▶ _Aim of the task_:
Can you edit the part that opens with the line containing "the bull's horn" and runs through the end of the records so that "innermost" becomes "central", with nothing else altered?

(Position annotation records)
--- begin ---
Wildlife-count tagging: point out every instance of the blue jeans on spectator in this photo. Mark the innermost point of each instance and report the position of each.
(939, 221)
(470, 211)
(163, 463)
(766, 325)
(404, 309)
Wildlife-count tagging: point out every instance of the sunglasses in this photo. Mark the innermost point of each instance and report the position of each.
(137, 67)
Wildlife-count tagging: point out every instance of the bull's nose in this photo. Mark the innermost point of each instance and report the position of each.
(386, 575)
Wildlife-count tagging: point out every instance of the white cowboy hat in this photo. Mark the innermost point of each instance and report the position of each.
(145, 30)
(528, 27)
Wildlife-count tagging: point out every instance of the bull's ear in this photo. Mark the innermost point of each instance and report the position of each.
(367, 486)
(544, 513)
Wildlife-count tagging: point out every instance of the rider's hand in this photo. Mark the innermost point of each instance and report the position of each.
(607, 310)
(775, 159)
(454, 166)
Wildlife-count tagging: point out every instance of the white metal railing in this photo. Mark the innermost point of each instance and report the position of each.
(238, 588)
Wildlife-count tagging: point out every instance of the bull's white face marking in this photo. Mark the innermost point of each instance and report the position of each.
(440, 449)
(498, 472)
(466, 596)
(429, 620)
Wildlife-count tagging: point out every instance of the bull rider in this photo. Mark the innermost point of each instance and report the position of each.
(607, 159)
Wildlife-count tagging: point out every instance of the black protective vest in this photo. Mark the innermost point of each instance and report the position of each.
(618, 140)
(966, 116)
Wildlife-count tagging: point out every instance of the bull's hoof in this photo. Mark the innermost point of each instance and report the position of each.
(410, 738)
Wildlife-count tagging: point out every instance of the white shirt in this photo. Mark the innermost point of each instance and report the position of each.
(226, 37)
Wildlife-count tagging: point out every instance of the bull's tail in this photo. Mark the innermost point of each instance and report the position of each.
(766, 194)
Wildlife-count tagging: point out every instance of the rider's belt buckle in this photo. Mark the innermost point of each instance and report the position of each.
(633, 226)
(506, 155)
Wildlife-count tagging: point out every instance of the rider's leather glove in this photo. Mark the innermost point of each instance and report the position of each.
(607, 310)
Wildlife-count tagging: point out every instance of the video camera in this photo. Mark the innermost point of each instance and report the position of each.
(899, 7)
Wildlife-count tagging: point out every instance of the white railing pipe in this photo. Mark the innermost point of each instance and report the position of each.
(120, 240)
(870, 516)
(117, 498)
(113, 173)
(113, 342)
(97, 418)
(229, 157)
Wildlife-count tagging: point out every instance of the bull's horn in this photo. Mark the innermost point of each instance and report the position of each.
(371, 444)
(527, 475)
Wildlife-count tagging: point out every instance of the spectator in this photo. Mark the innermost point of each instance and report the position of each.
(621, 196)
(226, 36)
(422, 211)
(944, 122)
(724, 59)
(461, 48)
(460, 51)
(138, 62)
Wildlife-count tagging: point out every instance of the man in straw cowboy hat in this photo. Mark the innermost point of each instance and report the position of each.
--- end ---
▶ _Answer for this exercise_:
Wildlife-count tagging: point out every instance of the bull's horn in this photo. Mark the central point of each instance and report the position of each.
(371, 444)
(527, 475)
Wildlife-count tagging: point out every instance of the spectator in this photo. Mark the central point of each instance and report the position of each.
(621, 196)
(226, 36)
(422, 211)
(944, 122)
(724, 59)
(461, 48)
(460, 51)
(138, 62)
Wildlife-count tagging: point out every instance of the man in straw cowboy hat in this photo. Mark the central point of each instance and report the position of each.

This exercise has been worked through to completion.